● **Task item**: In all of the records, swap "positive clicks" for "foreground clicks" and leave everything else as it is. Omit the pictures from your answer.

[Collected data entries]
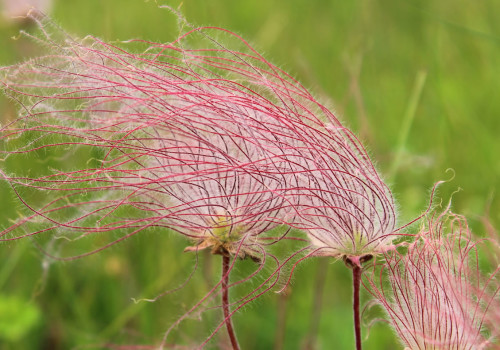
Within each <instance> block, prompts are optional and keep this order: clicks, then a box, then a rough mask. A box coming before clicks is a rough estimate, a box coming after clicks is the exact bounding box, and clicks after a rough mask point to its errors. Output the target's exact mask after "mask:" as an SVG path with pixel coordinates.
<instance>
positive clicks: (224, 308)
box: [221, 254, 240, 350]
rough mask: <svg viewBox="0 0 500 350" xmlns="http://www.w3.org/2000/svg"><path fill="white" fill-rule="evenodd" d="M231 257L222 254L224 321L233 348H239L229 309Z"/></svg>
mask: <svg viewBox="0 0 500 350" xmlns="http://www.w3.org/2000/svg"><path fill="white" fill-rule="evenodd" d="M230 262H231V257H230V256H229V255H228V254H224V255H222V284H221V286H222V309H223V310H224V322H225V323H226V330H227V335H228V336H229V340H230V341H231V346H232V347H233V350H239V349H240V345H239V344H238V340H237V339H236V334H235V332H234V327H233V323H232V321H231V313H230V310H229V288H228V285H229V273H230Z"/></svg>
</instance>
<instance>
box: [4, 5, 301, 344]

● **Answer space**:
Within each <instance> block, prompts are optional and keep this order: clicks, then a box, then a rough mask. A box coming before clicks is a rough estimate, a box coming after clicks is the exact bounding box, and clicks after a rough mask point to its errors. Output the target's exact mask after "mask:" as an SVG path with pixel coordinates.
<instance>
foreground clicks: (224, 308)
box: [221, 254, 240, 350]
rough mask: <svg viewBox="0 0 500 350" xmlns="http://www.w3.org/2000/svg"><path fill="white" fill-rule="evenodd" d="M231 257L222 254L224 321L233 348H239L229 309Z"/></svg>
mask: <svg viewBox="0 0 500 350" xmlns="http://www.w3.org/2000/svg"><path fill="white" fill-rule="evenodd" d="M230 262H231V257H230V256H229V255H228V254H224V255H222V284H221V286H222V309H223V310H224V322H225V323H226V330H227V335H228V336H229V340H230V341H231V346H232V347H233V350H239V349H240V345H239V344H238V340H237V339H236V334H235V332H234V327H233V323H232V321H231V313H230V310H229V288H228V285H229V273H230Z"/></svg>
</instance>
<instance>
box: [4, 5, 301, 344]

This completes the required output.